Rows from a box labeling dataset
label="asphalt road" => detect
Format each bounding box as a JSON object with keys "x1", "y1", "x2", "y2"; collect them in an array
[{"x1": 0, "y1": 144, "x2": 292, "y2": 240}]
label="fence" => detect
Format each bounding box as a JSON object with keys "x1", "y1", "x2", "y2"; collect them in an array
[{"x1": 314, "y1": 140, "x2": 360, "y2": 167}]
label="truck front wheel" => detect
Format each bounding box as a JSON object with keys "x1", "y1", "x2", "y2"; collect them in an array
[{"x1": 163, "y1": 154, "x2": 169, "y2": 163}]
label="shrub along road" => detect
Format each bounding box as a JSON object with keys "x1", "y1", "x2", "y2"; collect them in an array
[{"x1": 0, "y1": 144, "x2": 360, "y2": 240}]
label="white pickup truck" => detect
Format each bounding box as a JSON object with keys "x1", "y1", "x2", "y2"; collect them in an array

> [WORK TO BE COMPLETED] Rewrite all of the records above, swapping every "JSON object" for "dictionary" and leaving everything else unchanged.

> [SOLUTION TO THE PROBLEM]
label="asphalt road" => detect
Format each bounding box as a dictionary with keys "x1", "y1", "x2", "y2"; collect them in an array
[{"x1": 0, "y1": 144, "x2": 292, "y2": 240}]
label="fence" => detect
Format each bounding box as a dictionary with keys "x1", "y1", "x2", "y2"; collect them in an array
[{"x1": 314, "y1": 140, "x2": 360, "y2": 167}]
label="truck front wheel" => detect
Format each bounding box as a dictionary with keys "x1", "y1", "x2", "y2"; collect them in an array
[{"x1": 163, "y1": 154, "x2": 169, "y2": 163}]
label="shrub along road" => detect
Format each bounding box as a dictionary with keys "x1", "y1", "x2", "y2"; collect them in an array
[{"x1": 0, "y1": 144, "x2": 360, "y2": 240}]
label="white pickup truck" => detect
Format each bounding box as a dictionary with keys "x1", "y1", "x2", "y2"; collect them in an array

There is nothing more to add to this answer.